— START Dataset entries —
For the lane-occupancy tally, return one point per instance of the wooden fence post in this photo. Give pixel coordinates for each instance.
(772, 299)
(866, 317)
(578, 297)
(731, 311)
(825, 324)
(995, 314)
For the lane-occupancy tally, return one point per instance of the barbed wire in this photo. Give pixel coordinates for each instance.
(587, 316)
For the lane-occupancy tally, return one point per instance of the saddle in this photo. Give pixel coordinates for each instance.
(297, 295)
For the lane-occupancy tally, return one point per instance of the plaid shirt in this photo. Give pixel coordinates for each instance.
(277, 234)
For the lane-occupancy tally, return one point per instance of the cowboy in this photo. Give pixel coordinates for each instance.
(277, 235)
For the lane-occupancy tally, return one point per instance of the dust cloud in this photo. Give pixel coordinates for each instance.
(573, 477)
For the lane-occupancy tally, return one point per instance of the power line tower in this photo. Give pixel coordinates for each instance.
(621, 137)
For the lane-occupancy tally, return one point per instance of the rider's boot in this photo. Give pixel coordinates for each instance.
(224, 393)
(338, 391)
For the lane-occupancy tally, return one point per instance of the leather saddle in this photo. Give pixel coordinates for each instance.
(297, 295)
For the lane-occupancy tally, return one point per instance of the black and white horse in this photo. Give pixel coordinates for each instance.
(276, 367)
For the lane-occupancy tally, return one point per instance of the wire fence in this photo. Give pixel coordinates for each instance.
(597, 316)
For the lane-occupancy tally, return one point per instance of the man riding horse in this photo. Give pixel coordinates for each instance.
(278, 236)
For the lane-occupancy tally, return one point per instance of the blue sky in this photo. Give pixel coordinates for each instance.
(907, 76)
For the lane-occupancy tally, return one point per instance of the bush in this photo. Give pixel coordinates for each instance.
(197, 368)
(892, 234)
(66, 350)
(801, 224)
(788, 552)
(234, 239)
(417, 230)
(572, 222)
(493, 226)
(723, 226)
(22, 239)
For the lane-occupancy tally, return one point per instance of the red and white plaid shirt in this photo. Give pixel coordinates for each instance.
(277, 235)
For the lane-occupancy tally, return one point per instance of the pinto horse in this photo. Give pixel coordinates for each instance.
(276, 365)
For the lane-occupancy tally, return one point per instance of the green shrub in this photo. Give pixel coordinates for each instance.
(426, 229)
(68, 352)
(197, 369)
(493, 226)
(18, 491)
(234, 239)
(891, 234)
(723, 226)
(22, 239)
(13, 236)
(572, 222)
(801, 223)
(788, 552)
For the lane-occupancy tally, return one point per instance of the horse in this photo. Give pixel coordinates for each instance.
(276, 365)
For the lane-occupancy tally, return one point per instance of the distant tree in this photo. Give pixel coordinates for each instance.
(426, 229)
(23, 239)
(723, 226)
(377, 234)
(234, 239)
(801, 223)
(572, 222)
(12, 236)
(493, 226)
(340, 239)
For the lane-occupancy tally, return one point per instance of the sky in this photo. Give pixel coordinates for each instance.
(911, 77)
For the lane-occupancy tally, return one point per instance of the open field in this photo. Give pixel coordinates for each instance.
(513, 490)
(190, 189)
— END Dataset entries —
Copy out the records above, putting "ranch survey" in place of each "lane-occupancy tally" and changing nothing else.

Response to the task:
For the ranch survey, return one point per instance of the wooden fence post in this photo. Give pixel coordinates for each instance.
(772, 299)
(866, 317)
(578, 297)
(731, 311)
(825, 324)
(995, 314)
For the ranch survey, return one point per instance of the barbed wire in this photo. Give pixel coordinates for each instance.
(587, 316)
For the ranch survey, return one point per instance of the saddle in this photo. Give pixel coordinates for each instance.
(297, 295)
For the ranch survey, return one point per instance of the plaid shirt in this photo. Give pixel coordinates for each instance.
(277, 234)
For the ranch survey, return one point per instance of the cowboy in this photo. Give pixel coordinates for each instance.
(277, 235)
For the ranch survey, return one point per instance of the dust cloud in this photo. Give pixel coordinates for each instance.
(573, 477)
For the ranch survey, return one point per instance of the power line tower in this photo. Give pixel coordinates for each instance.
(621, 137)
For the ranch survey, return one point per instance of the rider's boot in this photo. Give pixel coordinates for each instance.
(224, 393)
(338, 391)
For the ranch survey, return one point per instance of the leather saddle in this photo. Give pixel coordinates for each instance.
(297, 295)
For the ranch survey, return one point per instance of the black and white horse in this photo. Give pixel coordinates for each instance.
(276, 367)
For the ranch survey, return one point per instance of the wire fence in this photo. Give pixel coordinates for each instance.
(597, 316)
For the ranch survey, return one point per instance of the man riding horse in this photo. Give pixel coordinates for each instance.
(278, 236)
For the ranch survey, return one point per instance of the blue sky in this photo. Give pixel coordinates for each instance.
(907, 76)
For the ranch survey, return one point per instance of the bush in this photo. Give pixel coordinates for each instance.
(197, 368)
(892, 234)
(66, 350)
(801, 224)
(788, 552)
(234, 239)
(417, 230)
(572, 222)
(493, 226)
(723, 226)
(22, 239)
For the ranch survey, return one point per instance of the red and white plaid shirt in this photo. Give pixel coordinates for each instance.
(277, 235)
For the ranch survey, return one point per instance of the pinto horse in this photo. Give pixel coordinates for each instance.
(276, 365)
For the ranch survey, return one point per instance of the green shrub in this photo. Give pixel coordinates for each instance.
(426, 229)
(68, 352)
(197, 369)
(493, 226)
(18, 491)
(234, 239)
(891, 234)
(723, 226)
(22, 239)
(13, 236)
(572, 222)
(801, 223)
(788, 552)
For the ranch survey, return one point per instance of the horse in this photo. Give pixel coordinates for each instance.
(276, 365)
For the ranch survey, return one point per instance of the distant tree in this photo. Give pixel coordinates for each instance.
(426, 229)
(23, 239)
(723, 226)
(377, 234)
(234, 239)
(801, 223)
(572, 222)
(12, 236)
(493, 226)
(340, 239)
For the ranch survey, return one point per instance of the sky in this photo. Give pixel coordinates for each instance.
(911, 77)
For the ranch survey, return one point per instance of the open field in this photo. Give pixel coordinates for each instance.
(513, 490)
(190, 189)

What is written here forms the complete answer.